_Requirements_
Reproduce every record below exactly as it appears.

(Some records)
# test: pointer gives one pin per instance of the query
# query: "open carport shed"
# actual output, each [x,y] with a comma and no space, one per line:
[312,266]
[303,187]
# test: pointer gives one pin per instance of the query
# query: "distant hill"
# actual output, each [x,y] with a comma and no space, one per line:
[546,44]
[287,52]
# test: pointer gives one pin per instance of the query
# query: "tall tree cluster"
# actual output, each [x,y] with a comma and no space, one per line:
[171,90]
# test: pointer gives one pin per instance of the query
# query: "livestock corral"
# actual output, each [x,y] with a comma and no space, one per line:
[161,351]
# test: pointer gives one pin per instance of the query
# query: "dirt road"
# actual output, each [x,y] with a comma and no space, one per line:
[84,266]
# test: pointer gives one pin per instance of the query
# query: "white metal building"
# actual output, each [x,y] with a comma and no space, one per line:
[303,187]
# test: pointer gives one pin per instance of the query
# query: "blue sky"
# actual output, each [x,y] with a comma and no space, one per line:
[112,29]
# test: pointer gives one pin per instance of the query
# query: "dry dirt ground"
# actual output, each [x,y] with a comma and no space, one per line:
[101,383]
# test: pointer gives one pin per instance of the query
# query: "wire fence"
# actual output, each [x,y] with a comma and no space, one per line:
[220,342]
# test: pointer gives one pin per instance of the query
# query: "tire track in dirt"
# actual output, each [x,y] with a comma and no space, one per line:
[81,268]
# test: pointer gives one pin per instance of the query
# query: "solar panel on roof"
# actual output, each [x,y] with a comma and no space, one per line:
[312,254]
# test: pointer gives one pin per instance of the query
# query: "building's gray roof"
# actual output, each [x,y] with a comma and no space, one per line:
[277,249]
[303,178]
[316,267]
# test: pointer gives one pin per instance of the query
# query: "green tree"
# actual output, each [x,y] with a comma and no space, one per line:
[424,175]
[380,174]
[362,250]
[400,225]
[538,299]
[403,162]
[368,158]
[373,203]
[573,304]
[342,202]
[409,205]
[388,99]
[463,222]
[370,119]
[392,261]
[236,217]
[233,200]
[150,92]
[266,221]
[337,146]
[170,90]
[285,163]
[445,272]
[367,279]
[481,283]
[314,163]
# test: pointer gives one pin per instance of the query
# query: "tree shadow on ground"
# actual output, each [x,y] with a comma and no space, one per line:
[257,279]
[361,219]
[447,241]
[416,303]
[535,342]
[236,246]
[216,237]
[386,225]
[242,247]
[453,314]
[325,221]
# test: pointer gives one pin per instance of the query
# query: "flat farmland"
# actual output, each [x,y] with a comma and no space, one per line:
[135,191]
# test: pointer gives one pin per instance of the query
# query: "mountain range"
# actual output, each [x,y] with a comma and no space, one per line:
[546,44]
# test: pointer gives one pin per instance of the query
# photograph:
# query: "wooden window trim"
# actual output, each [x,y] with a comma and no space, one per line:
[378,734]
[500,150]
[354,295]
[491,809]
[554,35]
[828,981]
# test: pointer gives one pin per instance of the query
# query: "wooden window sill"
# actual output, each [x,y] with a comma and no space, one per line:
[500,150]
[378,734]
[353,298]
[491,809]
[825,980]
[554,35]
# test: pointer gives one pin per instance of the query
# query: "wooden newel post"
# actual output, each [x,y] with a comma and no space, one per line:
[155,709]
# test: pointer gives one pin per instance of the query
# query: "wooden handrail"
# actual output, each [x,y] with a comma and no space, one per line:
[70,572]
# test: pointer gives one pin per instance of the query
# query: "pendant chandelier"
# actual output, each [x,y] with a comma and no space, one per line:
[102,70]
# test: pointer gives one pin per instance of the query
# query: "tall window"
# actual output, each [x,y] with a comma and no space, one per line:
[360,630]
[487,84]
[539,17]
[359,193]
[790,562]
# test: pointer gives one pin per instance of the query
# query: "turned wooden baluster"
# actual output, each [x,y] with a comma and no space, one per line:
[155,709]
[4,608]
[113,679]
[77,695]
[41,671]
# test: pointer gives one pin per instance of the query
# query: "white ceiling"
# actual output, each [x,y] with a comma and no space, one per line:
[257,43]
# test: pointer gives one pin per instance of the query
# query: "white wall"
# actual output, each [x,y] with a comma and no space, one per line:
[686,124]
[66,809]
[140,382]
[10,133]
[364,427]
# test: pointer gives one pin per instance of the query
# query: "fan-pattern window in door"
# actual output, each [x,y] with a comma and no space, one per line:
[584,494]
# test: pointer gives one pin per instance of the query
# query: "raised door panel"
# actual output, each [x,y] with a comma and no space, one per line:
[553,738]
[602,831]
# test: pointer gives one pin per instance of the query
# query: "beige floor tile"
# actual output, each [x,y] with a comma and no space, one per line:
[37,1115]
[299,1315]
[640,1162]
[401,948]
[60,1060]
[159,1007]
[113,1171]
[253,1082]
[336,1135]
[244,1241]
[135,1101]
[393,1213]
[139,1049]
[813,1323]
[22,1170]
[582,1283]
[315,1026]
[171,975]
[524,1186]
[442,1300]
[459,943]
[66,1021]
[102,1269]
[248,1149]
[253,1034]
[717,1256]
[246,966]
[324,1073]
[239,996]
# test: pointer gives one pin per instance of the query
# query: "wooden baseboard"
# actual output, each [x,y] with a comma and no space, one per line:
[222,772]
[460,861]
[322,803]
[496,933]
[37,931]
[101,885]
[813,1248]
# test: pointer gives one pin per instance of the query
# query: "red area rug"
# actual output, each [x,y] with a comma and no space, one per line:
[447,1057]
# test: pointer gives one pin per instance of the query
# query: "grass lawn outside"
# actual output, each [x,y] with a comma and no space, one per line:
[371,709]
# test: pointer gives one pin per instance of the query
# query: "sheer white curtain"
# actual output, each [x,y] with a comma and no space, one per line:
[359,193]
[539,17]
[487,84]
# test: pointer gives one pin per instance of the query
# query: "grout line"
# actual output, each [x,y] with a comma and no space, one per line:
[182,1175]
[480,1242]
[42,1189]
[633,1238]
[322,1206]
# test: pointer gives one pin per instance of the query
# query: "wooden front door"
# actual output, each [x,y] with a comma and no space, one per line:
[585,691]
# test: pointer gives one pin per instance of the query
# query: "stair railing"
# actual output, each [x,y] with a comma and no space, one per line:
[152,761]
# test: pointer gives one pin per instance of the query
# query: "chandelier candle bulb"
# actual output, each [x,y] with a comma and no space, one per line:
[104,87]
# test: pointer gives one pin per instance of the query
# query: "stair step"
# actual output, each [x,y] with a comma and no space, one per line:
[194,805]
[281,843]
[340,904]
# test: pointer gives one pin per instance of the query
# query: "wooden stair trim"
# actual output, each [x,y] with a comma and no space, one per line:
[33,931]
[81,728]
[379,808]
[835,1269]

_Worked solution_
# test: pointer gives one pin per instance of the query
# query: "open carport shed"
# actual output, each [x,y] with a comma and no space, one per line:
[312,266]
[303,187]
# test: pointer gives one pin per instance of the query
# query: "distant hill"
# actual output, each [x,y] with a comma and no space, one per line:
[546,44]
[287,52]
# test: pointer gives one pin per instance of the query
# query: "tall tree cluster"
# actual output, each [x,y] with a comma and no space, one per line:
[171,90]
# test: pointer gives one pin per instance of the query
# query: "livestock corral"
# actual output, each [x,y] with a comma and no space, one per line:
[161,351]
# test: pointer gives one pin per instance of the query
# query: "dirt road"
# actual output, each [x,y] with a comma and no space, one per line:
[84,266]
# test: pointer gives one pin per instance of the query
# query: "white metal building"
# actual output, each [x,y] with a comma and no space, one per line:
[303,187]
# test: pointer gives one pin per instance of the query
# query: "blue sky"
# actual output, each [x,y] with a comma and no space, one per line:
[112,29]
# test: pointer gives one pin per instance of the query
# query: "dry dirt ground"
# actual output, each [x,y] with a comma and no space, one per line:
[101,383]
# test: pointer gives one pin per instance of the query
# query: "wire fence"
# actual output, each [x,y] with a comma and no space, one per line:
[220,342]
# test: pointer gives one pin per instance of the query
# query: "tire track in dirt"
# actual output, each [x,y] with a comma and no space, one per line:
[81,268]
# test: pointer gives one pin per instance of the query
# query: "solar panel on roof"
# actual output, each [x,y] with a comma and no space, one per line:
[312,254]
# test: pointer gives one pin per instance of the query
# query: "building's gray roof"
# actual output, each [x,y] with a comma and no space, one per line:
[277,249]
[303,178]
[316,267]
# test: pointer gives one pin per instance of the query
# query: "green tree"
# actual output, each [x,y] with a comma and no space, one per line:
[424,175]
[380,174]
[362,250]
[400,225]
[538,299]
[403,162]
[368,158]
[373,203]
[573,304]
[342,202]
[409,205]
[388,99]
[463,222]
[370,119]
[392,261]
[236,217]
[233,200]
[150,92]
[266,221]
[337,146]
[170,90]
[285,163]
[445,272]
[367,279]
[481,283]
[314,163]
# test: pointer gives one pin per instance of the query
# query: "tree shadow on ground"
# actual output, each [x,y] with a comma and no space, one per line:
[257,279]
[361,219]
[447,241]
[416,303]
[535,342]
[236,246]
[216,237]
[386,225]
[242,247]
[453,314]
[325,221]
# test: pointer gives one pin per instance of the query
# query: "flat farmland"
# actual output, each [x,y] with a comma and no space, one per line:
[135,191]
# test: pointer gives one pin per instance of the query
# query: "mountain range"
# actual output, each [x,y] with a comma and no space, one per line:
[546,44]
# test: pointer gives one pin per instance of the query
# photograph:
# query: "wooden window trim"
# actual output, each [x,y] with a comma and no space, one per line:
[378,734]
[500,150]
[354,295]
[491,809]
[554,35]
[828,981]
# test: pointer gives one pin per instance of the query
# query: "wooden window sill"
# actual output, each [x,y] with a comma and no space, one per line:
[500,150]
[378,734]
[353,298]
[491,809]
[825,980]
[554,35]
# test: pointer gives one pin per instance of the query
# query: "wooden newel post"
# actual output, each [x,y] with a comma and no space, one per line:
[155,709]
# test: pointer gives one pin per instance of the query
# query: "wooden handrail"
# actual output, each [x,y] with a comma and no space, one per line:
[70,572]
# test: pointer gives one pin per instance of the query
# query: "pendant chandelier"
# actual output, each [x,y] with a comma and no space, one per line:
[102,70]
# test: pointer gives one pin per instance of the query
# query: "tall window"
# actual output, each [x,y] with a comma and no space, one per line:
[360,630]
[487,84]
[539,17]
[359,193]
[790,562]
# test: pointer gives one pin per instance of the query
# query: "turned wooden baluster"
# actual output, each [x,y] with a comma and no space, one per line:
[155,709]
[4,608]
[113,679]
[77,695]
[41,671]
# test: pointer gives one pin per instance of the query
# query: "white ceiling"
# actual output, each [x,y] with a comma and no space, one per line:
[257,43]
# test: pointer gives one pin per instance of the query
# query: "white wall"
# actual output, each [x,y] with a comma and no space, one per line:
[686,124]
[66,809]
[140,382]
[10,133]
[364,427]
# test: pointer gives one pin per instance of the query
# query: "fan-pattern window in door"
# actual output, each [x,y] with a comma and no space, one per line:
[584,494]
# test: pointer gives one pin per instance of the query
# query: "raised door panel"
# actual output, each [x,y] with a comma and no space, one per line:
[553,738]
[602,831]
# test: pointer gives one pin per instance of the query
# query: "beige floor tile"
# actual output, each [x,y] with a comma and no space, one per line:
[37,1115]
[299,1315]
[640,1162]
[401,948]
[60,1060]
[159,1007]
[113,1171]
[253,1082]
[336,1135]
[244,1241]
[135,1101]
[393,1213]
[139,1049]
[813,1323]
[22,1170]
[582,1283]
[315,1026]
[171,975]
[524,1186]
[442,1300]
[459,943]
[66,1021]
[102,1269]
[248,1149]
[253,1034]
[717,1256]
[246,966]
[324,1073]
[239,996]
# test: pointer gives one pin per instance of the query
# query: "wooden baseboard"
# actual output, each [x,y] with a comma and no space, one per line:
[222,772]
[460,861]
[322,803]
[496,933]
[37,931]
[101,885]
[813,1248]
# test: pointer gives one pin per instance of the query
# query: "red area rug"
# actual output, each [x,y] with a comma and no space, one per line:
[447,1057]
# test: pointer gives one pin per instance of the query
# query: "grass lawn outside"
# actual output, each [x,y] with a comma and no space, one per line:
[371,709]
# test: pointer gives one pin per instance of the query
# query: "sheer white curtain"
# actual output, each [x,y] with a comma and no space, one per line:
[359,193]
[539,17]
[487,84]
# test: pointer gives one pin per instance of the query
# query: "grout line"
# actual output, each [x,y] with a comma and no space, one per line:
[182,1175]
[480,1242]
[42,1189]
[633,1238]
[322,1206]
# test: pointer gives one pin per instance of the query
# query: "wooden front door"
# actual output, each [x,y] with a comma and no space, one per line:
[585,691]
# test: pointer gives one pin per instance of the query
# query: "stair railing"
# actual output, each [x,y] with a comma and no space, one per line:
[152,761]
# test: pointer gives one pin per instance of the query
# query: "chandelier candle bulb"
# actual output, each [x,y] with a comma and no space, one per line:
[104,87]
# test: pointer gives one pin per instance of the query
# query: "stair step"
# actual output, each [x,y] with a comma and no space, one per line:
[194,805]
[281,843]
[340,904]
# test: pointer gives one pin per instance of the query
# query: "wooden stair trim"
# actual output, each [x,y] with a comma and no space, one per line:
[33,931]
[81,728]
[379,808]
[835,1269]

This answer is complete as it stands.